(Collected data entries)

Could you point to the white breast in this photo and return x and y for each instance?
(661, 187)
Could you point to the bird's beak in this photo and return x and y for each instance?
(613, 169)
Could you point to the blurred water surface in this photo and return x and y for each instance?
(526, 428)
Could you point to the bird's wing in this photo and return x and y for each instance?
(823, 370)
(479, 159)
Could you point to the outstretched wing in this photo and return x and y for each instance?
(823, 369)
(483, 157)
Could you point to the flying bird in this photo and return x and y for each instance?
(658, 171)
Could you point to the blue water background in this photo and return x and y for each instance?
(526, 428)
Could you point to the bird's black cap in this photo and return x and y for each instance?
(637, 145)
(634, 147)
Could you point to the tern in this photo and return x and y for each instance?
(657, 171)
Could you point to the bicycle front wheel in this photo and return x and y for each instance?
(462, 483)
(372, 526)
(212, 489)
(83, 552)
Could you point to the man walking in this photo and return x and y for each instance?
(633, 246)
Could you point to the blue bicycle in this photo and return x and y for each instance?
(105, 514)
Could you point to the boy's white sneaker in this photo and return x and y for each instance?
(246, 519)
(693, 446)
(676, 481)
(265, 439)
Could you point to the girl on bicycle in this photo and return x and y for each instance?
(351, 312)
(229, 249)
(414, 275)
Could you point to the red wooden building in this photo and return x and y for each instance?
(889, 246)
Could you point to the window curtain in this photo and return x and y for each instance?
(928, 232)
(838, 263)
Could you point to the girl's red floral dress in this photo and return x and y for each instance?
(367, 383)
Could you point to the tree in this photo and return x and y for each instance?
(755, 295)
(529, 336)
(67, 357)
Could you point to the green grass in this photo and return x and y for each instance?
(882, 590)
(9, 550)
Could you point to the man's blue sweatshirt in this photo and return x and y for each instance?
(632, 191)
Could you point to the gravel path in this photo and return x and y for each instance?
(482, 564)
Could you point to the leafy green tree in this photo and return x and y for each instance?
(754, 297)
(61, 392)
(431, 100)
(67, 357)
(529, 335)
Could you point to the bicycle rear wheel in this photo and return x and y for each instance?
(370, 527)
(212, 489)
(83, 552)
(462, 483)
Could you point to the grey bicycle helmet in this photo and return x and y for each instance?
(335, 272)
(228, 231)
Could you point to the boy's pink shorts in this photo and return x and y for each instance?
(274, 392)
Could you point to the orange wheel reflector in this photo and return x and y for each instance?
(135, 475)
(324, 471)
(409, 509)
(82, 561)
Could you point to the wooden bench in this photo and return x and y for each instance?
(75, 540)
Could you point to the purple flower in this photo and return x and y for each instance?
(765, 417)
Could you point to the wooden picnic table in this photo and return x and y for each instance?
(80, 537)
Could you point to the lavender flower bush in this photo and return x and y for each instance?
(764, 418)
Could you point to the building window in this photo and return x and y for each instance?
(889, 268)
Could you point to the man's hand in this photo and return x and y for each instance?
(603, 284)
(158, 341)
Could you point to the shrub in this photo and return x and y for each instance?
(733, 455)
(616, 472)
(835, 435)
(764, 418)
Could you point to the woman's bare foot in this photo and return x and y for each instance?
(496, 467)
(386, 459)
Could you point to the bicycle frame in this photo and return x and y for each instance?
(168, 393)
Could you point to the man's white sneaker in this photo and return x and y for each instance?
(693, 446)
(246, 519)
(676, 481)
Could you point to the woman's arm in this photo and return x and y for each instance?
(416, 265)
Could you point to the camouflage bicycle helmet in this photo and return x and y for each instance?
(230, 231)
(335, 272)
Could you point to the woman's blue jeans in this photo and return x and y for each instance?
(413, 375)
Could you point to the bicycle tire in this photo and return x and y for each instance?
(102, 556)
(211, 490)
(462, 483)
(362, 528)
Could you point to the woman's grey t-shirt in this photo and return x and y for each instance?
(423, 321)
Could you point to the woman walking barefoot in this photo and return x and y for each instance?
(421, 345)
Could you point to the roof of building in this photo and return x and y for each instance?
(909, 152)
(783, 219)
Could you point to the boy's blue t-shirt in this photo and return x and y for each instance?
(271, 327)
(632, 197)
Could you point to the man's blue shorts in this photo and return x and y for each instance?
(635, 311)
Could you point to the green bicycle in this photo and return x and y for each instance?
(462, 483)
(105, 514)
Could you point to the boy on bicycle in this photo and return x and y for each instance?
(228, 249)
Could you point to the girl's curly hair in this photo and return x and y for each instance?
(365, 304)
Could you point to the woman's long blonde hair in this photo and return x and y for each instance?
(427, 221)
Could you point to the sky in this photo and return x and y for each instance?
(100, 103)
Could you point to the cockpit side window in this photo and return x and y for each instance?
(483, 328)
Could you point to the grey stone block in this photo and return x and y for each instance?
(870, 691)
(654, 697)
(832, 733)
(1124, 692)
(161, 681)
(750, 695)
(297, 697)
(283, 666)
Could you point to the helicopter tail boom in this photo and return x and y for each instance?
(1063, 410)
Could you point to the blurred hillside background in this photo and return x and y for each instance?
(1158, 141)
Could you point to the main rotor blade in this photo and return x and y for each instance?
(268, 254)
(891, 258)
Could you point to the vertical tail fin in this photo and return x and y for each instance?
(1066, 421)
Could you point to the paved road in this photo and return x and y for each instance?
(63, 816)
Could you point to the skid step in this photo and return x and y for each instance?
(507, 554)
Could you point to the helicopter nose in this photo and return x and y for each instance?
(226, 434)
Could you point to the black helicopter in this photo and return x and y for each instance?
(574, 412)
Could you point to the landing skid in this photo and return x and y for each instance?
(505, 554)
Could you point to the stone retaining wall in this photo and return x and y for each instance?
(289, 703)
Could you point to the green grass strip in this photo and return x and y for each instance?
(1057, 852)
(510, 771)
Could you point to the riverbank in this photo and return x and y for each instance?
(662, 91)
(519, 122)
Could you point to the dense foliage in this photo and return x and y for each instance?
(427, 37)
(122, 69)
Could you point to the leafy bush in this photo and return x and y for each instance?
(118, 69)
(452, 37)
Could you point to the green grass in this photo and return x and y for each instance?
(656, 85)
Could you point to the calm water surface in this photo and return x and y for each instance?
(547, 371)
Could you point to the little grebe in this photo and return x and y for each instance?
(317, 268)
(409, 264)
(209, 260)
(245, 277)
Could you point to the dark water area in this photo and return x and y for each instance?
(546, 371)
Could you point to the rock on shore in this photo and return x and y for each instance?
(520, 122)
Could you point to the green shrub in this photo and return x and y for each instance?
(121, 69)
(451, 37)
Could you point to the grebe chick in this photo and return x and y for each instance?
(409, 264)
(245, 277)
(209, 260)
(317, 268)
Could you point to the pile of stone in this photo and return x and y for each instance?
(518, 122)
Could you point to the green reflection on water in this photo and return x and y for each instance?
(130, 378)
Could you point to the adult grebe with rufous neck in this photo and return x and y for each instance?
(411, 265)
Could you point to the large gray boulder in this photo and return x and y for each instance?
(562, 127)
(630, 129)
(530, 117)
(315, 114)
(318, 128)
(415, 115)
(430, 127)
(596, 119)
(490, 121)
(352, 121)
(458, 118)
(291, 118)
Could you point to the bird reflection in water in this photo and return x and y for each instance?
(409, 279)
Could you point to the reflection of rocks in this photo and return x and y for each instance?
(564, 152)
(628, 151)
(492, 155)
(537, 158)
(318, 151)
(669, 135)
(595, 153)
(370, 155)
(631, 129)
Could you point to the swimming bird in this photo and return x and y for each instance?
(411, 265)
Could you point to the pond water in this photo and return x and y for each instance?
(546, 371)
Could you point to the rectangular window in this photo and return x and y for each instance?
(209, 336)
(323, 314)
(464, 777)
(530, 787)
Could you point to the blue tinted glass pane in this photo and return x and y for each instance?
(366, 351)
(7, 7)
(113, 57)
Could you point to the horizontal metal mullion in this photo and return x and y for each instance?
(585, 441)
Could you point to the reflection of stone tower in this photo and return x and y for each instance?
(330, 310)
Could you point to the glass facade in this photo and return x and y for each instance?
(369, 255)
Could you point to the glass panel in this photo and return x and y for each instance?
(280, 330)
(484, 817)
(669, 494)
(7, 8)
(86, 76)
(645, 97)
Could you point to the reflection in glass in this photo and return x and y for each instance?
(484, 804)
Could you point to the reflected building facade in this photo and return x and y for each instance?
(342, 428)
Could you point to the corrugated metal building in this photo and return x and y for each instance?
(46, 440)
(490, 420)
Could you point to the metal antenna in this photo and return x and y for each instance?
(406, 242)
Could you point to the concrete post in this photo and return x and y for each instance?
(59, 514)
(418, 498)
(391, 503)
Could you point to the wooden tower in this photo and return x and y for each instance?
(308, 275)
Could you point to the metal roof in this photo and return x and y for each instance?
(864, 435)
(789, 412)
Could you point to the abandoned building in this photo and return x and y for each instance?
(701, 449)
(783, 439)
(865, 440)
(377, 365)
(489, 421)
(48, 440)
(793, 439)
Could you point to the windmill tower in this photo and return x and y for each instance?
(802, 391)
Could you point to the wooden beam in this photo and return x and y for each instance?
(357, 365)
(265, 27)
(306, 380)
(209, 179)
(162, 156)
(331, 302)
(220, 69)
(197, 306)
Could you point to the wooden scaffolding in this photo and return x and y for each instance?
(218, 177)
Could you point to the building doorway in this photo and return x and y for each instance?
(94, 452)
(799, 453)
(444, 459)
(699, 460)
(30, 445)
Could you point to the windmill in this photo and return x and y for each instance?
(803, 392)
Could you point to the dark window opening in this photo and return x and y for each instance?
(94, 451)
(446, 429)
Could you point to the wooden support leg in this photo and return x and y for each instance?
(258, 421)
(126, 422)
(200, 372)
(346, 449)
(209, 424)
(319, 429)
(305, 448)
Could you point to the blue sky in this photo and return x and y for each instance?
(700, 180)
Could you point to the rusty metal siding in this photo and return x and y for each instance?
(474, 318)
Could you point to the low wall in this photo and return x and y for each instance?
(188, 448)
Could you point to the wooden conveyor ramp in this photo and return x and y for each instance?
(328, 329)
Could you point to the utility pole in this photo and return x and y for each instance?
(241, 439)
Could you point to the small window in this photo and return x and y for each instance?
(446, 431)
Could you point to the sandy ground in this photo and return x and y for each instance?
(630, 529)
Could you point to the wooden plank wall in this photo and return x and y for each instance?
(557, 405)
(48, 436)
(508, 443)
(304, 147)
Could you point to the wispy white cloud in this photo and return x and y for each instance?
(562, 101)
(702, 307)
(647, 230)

*What needs to be done*. Reproduce the line containing "Could you point to the abandoned" and every line after it. Stop at the last line of the records, and add nothing.

*Response for this exercise*.
Could you point to the abandoned building in this photo and return x and y for each instance?
(701, 449)
(783, 439)
(865, 440)
(377, 365)
(489, 421)
(48, 440)
(793, 439)
Could you point to the windmill tower in this photo and return x and y for each instance?
(802, 391)
Could you point to the wooden beam in this photo and return x and y for each instance?
(357, 365)
(265, 27)
(306, 380)
(209, 179)
(162, 156)
(331, 302)
(220, 69)
(197, 306)
Could you point to the wooden scaffolding in this photo and return x and y for each instance?
(218, 177)
Could you point to the building doorway in this photo and return x and y for each instance?
(94, 452)
(799, 453)
(444, 459)
(699, 460)
(30, 445)
Could you point to the windmill in this photo and return x and y for each instance?
(803, 392)
Could you point to the dark window opening in this photo and return x and y for each instance?
(94, 451)
(446, 429)
Could you point to the wooden support leg in this photo and return x and y for each instance?
(258, 421)
(126, 422)
(200, 372)
(346, 449)
(209, 424)
(319, 429)
(305, 448)
Could you point to the blue sky in this photo and return x and y for each instance?
(700, 180)
Could you point to the rusty metal siding in this photo and return x and y for each instance?
(474, 318)
Could you point to the low wall in this photo and return x and y for each instance?
(188, 448)
Could you point to the wooden conveyor ramp in this photo and return x and y for each instance?
(328, 329)
Could you point to the utility pole in this photo and return x and y for each instance?
(241, 439)
Could you point to the small window in this photo and return x and y for each instance?
(446, 431)
Could you point to the sandy ground in this photo and return x and y for each instance?
(630, 529)
Could you point to the wooden plank wall in this photo and return x and y for each instance?
(557, 405)
(48, 436)
(508, 443)
(304, 147)
Could you point to the wispy white cloud in this photo and return x and y for each instance?
(562, 101)
(702, 307)
(647, 230)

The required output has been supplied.